*Brief 1*. In the Post-Dispatch article, why does Hernandez say he lost his stroke? Answer in one to three sentences.
*Brief 2*. According to the Post-Dispatch article, what had Hernandez not told anybody?
*Brief 3*. From the Post-Dispatch article, print the part that opens with the words containing "By Rick Hummel" and closes with "been very inspiring.".

*Text segment*.

※

St. Louis Post-Dispatch - April 28, 1980

Carlton’s One-Hitter Stifles Cards

 

By Rick Hummel of the Post-Dispatch Staff

 

PHILADELPHIA – Keith Hernandez felt lousy Sunday morning. Like everyone else, he'd lost an hour of sleep because of the time change. He had trouble going to sleep in the first place. It had taken him a long time to shake the leg strain dogging him since Pittsburgh. The weather he awoke to – dark and rainy – wasn't very inspiring, either. But most importantly, he felt lousy because his recent hitting hadn't been very inspiring.

 

Your defending National League batting champion had been in a zero-for-nine and three-for-21 dive.

 

"I've been worrying," he said. "I haven't mastered the art of not worrying. I haven't been swinging the bat good in quite a while. I didn't tell anybody, but my leg really hurt me when I swung."

 

With all these factors, a day off was called for. "But we'd already had an off day in Chicago and one in Philadelphia. Too many days off. That's why I lost my stroke. I lost my rhythm," he said.

※

*Provided records*.
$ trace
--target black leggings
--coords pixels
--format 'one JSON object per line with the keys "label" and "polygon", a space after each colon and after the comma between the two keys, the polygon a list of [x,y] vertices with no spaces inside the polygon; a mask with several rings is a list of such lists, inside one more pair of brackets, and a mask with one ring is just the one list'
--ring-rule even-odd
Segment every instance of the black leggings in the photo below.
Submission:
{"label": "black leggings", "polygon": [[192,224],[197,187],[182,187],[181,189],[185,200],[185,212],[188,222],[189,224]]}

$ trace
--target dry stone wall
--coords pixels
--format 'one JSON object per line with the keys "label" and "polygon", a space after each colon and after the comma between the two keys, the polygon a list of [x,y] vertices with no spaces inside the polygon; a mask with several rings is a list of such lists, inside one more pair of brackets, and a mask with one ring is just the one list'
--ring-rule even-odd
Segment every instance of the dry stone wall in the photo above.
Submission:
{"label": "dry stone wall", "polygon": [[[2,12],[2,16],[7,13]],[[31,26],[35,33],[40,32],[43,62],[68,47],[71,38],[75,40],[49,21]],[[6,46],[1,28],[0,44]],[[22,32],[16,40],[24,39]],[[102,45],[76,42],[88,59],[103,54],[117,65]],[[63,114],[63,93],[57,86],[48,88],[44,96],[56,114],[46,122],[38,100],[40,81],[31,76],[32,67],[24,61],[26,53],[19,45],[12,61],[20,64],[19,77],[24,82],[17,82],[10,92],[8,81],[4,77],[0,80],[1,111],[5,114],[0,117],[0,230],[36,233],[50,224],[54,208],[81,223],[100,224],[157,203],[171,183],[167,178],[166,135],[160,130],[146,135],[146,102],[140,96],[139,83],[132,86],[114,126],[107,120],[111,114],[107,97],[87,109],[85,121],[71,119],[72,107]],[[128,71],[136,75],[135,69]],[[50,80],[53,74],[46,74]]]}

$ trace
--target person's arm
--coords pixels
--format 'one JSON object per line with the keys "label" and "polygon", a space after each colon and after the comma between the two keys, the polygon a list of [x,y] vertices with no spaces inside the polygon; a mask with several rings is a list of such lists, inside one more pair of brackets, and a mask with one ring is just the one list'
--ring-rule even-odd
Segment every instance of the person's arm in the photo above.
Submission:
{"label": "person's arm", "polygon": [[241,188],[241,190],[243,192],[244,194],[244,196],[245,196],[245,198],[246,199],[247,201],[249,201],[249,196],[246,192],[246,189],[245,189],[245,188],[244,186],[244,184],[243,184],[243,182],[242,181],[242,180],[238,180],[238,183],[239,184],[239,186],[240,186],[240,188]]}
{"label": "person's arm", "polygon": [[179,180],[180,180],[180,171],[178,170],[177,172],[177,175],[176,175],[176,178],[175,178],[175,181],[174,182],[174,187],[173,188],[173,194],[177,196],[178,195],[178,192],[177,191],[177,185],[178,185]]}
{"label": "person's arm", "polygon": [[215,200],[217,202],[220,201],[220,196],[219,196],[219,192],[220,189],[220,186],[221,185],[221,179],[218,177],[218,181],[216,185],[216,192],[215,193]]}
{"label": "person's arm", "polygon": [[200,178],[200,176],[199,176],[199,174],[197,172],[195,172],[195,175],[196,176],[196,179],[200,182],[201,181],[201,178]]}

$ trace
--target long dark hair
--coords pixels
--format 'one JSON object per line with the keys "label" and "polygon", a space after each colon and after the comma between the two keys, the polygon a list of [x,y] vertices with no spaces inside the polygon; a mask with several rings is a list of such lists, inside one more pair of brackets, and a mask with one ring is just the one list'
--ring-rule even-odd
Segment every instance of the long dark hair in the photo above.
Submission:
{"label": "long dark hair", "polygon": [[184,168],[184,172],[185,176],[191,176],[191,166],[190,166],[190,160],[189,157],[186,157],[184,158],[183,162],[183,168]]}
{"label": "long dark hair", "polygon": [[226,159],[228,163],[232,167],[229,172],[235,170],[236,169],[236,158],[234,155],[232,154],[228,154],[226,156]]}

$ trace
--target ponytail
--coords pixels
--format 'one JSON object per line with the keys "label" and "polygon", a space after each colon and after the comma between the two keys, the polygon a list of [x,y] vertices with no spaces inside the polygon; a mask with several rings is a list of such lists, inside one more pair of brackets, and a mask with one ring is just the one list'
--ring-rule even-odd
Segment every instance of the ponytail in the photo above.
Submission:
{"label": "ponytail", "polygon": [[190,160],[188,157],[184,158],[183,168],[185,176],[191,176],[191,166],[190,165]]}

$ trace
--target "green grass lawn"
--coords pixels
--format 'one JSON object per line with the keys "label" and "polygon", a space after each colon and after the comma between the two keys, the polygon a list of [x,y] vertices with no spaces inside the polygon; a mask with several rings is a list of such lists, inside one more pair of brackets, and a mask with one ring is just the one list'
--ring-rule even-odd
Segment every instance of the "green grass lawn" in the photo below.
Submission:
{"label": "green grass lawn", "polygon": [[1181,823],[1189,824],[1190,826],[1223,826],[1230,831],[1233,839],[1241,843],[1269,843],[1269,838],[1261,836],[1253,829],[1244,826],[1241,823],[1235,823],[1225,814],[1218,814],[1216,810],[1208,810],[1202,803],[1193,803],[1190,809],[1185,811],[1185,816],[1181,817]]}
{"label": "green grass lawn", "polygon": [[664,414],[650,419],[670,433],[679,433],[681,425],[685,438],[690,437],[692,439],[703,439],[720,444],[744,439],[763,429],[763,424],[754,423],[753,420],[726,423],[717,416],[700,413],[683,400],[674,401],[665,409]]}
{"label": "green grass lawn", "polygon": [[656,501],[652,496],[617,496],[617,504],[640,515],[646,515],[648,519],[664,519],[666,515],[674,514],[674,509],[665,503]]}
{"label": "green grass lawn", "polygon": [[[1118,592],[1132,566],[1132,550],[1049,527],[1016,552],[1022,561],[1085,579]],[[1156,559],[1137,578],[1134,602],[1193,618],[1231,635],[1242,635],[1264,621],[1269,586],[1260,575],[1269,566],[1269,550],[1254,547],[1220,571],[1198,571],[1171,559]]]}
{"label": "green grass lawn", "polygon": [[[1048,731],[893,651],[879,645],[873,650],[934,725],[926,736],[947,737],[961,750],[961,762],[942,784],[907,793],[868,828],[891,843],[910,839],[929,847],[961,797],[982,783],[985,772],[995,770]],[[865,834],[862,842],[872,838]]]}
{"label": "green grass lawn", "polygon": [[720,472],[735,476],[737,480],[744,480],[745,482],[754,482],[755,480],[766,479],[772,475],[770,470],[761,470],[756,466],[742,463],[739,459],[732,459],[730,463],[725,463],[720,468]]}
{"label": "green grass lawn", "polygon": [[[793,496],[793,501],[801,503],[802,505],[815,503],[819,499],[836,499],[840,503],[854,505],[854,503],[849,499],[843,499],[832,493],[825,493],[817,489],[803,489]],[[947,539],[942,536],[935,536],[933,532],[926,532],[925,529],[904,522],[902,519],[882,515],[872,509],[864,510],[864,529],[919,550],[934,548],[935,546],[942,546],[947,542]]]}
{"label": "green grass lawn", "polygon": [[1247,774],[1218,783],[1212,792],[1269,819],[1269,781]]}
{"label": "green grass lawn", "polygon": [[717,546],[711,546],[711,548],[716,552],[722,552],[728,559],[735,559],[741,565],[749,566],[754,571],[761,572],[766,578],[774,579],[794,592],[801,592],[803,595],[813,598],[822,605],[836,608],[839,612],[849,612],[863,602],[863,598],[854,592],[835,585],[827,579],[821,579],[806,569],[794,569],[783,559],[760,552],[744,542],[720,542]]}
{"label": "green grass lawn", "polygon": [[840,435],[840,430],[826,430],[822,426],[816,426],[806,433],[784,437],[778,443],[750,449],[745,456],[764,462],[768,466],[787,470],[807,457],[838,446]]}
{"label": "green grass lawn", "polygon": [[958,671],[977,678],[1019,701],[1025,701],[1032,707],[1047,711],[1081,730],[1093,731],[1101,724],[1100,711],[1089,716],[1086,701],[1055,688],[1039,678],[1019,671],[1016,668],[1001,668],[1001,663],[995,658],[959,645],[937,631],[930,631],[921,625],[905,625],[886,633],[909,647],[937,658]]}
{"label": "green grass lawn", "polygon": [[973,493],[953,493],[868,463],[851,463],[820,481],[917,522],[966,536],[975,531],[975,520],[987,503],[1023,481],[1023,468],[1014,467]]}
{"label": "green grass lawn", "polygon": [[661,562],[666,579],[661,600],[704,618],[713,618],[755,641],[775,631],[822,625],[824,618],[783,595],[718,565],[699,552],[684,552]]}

※

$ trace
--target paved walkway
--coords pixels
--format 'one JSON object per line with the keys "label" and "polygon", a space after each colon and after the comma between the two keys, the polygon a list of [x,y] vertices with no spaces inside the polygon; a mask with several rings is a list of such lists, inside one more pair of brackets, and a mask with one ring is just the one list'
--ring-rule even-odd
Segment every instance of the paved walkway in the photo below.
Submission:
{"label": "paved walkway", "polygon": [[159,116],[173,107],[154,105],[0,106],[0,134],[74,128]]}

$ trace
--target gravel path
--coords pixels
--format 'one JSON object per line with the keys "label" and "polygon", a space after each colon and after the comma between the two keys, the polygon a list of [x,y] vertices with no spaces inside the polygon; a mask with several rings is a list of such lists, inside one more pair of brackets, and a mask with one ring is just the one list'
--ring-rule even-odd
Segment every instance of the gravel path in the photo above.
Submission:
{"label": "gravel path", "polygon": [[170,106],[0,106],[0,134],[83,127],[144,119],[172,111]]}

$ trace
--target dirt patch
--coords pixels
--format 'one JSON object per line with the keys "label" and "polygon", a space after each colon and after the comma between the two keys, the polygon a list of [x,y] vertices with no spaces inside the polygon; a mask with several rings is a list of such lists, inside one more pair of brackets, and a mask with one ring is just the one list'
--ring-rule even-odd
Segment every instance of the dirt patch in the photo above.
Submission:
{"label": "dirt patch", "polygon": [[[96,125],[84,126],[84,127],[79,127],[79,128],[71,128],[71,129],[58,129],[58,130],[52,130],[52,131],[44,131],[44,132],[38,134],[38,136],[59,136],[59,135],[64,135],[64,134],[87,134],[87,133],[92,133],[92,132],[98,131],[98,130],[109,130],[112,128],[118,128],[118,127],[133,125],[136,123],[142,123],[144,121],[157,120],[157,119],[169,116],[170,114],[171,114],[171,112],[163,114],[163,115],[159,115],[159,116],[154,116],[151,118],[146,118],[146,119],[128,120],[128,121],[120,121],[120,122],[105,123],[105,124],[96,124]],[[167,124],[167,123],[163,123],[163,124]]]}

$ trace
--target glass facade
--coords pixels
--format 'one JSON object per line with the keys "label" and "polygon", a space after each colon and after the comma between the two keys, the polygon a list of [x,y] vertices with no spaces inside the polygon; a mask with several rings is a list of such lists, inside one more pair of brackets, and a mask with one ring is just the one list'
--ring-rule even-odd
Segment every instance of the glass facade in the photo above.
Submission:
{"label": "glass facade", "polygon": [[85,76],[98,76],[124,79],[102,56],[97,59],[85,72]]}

※

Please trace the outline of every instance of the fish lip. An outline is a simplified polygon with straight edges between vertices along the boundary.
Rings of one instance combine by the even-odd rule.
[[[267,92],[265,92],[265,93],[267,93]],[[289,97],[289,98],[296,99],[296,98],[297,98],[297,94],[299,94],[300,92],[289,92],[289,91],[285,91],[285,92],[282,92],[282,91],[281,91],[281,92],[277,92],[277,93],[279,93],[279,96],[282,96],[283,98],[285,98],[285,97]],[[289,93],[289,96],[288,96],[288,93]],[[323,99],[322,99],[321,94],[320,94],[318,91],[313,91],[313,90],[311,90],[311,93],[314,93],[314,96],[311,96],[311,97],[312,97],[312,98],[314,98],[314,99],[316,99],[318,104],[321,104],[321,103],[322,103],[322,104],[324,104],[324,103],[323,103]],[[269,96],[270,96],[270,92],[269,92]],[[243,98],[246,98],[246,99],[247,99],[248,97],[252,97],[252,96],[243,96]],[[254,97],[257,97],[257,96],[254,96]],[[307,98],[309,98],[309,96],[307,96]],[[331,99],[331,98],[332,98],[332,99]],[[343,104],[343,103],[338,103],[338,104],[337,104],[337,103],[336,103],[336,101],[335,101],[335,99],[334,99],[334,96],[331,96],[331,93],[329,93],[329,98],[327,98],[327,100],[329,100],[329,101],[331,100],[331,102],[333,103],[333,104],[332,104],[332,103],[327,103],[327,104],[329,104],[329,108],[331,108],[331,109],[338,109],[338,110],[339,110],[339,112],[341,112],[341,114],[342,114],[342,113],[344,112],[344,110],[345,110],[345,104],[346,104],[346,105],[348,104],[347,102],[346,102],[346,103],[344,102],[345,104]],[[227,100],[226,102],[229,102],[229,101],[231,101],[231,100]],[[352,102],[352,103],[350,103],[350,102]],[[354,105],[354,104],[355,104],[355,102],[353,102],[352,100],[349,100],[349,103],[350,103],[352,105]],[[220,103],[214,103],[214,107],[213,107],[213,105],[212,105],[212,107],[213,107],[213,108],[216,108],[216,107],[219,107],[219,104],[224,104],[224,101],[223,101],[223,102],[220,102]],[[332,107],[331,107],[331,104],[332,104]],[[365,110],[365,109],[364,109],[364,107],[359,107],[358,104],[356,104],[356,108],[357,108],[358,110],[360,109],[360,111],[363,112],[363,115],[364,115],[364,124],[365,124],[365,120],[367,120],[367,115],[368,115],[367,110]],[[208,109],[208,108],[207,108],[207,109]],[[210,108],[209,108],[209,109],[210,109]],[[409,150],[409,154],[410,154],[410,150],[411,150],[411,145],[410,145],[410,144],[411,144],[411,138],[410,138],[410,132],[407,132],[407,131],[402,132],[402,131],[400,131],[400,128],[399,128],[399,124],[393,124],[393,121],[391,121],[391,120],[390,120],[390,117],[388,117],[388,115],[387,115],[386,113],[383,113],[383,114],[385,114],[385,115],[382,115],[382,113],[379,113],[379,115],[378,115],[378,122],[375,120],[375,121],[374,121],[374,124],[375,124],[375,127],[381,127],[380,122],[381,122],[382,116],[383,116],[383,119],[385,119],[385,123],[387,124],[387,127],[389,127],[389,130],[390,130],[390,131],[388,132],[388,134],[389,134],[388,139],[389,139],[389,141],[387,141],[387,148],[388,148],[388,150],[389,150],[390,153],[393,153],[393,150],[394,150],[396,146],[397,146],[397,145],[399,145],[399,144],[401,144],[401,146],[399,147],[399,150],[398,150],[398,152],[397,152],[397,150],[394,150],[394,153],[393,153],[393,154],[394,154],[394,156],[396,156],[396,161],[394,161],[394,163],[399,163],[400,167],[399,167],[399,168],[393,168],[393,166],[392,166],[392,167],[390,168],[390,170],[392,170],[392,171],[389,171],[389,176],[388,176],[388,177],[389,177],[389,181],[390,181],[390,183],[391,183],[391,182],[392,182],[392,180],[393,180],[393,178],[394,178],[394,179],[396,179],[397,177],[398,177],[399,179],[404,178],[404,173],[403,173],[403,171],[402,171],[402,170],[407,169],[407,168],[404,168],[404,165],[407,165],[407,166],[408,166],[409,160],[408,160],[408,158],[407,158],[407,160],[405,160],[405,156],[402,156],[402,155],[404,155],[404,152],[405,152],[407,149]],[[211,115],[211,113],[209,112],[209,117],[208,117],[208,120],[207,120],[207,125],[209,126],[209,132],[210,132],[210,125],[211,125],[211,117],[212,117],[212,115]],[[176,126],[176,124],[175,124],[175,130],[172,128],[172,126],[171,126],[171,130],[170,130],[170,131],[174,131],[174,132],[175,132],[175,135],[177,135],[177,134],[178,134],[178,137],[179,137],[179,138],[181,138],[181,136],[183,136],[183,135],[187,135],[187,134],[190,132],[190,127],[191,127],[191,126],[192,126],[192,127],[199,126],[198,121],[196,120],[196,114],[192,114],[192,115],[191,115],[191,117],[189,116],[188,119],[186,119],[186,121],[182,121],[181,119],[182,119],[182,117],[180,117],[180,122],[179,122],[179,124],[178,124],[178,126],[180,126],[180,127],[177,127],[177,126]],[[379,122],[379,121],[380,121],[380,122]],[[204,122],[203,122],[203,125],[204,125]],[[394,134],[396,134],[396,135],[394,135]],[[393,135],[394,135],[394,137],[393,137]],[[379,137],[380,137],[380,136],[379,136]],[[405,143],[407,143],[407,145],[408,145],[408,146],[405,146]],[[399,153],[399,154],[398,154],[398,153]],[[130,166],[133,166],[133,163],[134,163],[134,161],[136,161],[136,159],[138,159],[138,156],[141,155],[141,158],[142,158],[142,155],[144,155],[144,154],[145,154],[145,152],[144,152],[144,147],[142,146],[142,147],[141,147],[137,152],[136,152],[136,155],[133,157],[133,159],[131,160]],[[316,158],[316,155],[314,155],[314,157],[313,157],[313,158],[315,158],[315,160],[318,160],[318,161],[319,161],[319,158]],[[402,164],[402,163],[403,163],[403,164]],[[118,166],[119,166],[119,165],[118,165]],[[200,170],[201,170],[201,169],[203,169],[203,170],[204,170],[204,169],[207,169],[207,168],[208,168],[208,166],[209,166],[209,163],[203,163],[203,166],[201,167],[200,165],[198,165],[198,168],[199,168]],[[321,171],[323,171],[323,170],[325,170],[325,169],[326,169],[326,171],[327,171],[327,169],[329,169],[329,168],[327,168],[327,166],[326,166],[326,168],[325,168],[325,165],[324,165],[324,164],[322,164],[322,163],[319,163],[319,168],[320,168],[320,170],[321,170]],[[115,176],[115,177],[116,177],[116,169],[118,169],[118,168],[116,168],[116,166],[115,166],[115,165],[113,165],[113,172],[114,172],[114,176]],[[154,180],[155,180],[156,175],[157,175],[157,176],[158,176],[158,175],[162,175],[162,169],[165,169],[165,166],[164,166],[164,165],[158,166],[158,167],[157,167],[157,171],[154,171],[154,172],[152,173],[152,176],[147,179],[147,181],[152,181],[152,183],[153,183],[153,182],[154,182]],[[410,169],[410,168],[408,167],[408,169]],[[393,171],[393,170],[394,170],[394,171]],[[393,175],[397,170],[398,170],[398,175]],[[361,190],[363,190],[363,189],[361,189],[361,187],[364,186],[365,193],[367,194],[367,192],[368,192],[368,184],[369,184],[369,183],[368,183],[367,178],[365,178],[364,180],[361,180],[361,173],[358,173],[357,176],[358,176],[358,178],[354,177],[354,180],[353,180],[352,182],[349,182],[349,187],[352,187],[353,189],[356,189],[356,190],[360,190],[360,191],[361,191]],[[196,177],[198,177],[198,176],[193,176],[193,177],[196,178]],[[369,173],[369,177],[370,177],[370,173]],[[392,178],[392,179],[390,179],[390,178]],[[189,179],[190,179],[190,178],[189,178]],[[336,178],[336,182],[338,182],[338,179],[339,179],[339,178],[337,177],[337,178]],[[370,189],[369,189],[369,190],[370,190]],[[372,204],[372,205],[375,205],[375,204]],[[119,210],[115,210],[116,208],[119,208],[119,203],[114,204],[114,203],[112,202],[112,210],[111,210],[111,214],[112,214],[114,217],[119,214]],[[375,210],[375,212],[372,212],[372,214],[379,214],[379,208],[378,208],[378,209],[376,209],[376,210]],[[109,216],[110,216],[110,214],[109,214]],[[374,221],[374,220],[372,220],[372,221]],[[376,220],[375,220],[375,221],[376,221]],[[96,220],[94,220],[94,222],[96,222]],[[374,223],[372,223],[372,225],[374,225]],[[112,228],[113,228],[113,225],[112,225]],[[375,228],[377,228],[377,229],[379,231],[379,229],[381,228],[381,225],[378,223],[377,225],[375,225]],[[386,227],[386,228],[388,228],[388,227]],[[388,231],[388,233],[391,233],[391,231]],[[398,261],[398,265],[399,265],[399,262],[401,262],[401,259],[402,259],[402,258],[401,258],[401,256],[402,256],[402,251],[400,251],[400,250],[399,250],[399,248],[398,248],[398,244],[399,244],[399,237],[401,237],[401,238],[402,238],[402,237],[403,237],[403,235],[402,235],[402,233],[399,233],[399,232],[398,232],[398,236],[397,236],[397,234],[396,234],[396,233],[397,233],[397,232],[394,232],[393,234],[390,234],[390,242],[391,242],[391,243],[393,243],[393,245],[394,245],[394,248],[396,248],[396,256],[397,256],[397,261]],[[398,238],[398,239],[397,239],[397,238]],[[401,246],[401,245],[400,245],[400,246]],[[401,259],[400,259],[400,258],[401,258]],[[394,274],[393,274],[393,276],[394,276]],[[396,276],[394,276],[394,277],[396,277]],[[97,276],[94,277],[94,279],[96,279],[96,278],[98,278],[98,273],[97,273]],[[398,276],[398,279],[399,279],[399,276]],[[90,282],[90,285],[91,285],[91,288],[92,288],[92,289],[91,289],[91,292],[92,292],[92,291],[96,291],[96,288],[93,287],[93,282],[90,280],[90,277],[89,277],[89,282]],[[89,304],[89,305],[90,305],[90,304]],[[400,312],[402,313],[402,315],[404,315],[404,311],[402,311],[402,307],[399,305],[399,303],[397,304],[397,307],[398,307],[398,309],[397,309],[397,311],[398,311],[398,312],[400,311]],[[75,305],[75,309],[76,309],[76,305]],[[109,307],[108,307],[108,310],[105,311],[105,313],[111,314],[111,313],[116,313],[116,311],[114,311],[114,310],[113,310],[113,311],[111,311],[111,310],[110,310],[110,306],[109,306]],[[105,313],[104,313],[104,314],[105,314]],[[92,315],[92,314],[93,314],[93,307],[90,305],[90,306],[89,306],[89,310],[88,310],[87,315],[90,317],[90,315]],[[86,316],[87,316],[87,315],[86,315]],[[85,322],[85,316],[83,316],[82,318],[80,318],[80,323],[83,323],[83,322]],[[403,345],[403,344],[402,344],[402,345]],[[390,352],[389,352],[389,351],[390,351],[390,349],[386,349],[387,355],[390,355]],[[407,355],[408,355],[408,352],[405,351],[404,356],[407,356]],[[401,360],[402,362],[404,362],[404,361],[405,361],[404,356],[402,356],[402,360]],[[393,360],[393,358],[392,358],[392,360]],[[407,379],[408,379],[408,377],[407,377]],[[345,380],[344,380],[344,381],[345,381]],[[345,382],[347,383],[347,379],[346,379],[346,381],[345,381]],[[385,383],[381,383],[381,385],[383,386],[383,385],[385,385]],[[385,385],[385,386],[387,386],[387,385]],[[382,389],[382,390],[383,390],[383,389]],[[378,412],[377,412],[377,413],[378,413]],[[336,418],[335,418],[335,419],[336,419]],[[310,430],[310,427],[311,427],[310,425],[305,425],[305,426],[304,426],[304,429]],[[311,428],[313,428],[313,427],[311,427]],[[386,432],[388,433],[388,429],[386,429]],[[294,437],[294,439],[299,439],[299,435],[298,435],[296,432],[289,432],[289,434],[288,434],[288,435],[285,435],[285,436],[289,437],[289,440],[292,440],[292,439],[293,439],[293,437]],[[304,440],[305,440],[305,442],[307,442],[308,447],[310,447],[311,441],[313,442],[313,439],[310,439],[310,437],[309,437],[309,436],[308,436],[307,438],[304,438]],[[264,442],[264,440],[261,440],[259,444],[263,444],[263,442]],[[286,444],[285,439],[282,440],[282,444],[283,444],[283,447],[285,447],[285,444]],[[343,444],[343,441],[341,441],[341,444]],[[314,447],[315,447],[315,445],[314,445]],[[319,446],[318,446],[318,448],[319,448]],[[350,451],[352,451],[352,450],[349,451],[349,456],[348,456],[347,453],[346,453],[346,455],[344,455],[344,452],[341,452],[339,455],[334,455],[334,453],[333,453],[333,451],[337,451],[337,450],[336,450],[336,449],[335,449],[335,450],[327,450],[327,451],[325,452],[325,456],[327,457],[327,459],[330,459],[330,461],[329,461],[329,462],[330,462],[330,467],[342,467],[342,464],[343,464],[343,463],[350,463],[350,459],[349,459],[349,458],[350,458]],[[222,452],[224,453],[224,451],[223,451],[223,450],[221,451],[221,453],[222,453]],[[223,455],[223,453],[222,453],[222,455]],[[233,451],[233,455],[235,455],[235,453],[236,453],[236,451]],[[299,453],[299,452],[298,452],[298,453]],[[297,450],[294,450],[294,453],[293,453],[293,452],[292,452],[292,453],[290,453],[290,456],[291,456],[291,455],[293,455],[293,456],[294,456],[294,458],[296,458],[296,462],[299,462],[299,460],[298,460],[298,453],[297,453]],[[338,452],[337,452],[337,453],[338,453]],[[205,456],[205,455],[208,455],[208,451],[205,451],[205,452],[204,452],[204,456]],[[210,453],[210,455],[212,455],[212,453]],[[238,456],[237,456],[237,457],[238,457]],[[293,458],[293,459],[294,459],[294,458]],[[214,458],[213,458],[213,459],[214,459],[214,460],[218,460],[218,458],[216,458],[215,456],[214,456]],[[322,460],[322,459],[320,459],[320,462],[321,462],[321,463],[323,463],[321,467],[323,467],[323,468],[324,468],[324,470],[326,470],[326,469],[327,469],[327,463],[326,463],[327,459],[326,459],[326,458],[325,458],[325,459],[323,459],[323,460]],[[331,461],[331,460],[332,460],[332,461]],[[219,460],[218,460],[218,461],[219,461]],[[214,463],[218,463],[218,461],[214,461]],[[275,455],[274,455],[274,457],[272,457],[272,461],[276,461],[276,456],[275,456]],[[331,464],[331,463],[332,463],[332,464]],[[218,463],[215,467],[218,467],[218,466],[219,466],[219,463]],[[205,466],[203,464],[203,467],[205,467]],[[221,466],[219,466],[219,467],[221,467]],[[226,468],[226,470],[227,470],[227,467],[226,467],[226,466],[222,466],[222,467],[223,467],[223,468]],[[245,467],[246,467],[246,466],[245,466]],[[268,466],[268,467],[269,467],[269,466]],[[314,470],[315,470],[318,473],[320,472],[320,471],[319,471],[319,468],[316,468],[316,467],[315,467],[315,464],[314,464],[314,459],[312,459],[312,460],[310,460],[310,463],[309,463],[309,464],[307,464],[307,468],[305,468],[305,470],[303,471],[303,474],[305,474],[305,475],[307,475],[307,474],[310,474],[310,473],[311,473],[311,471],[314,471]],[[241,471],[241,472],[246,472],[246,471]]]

※

*Exercise answer 1*. Hernandez says he lost his stroke and his rhythm because of too many days off. The team had already had an off day in Chicago and another in Philadelphia.

*Exercise answer 2*. That his leg really hurt him when he swung.

*Exercise answer 3*.
By Rick Hummel of the Post-Dispatch Staff

 

PHILADELPHIA – Keith Hernandez felt lousy Sunday morning. Like everyone else, he'd lost an hour of sleep because of the time change. He had trouble going to sleep in the first place. It had taken him a long time to shake the leg strain dogging him since Pittsburgh. The weather he awoke to – dark and rainy – wasn't very inspiring, either. But most importantly, he felt lousy because his recent hitting hadn't been very inspiring.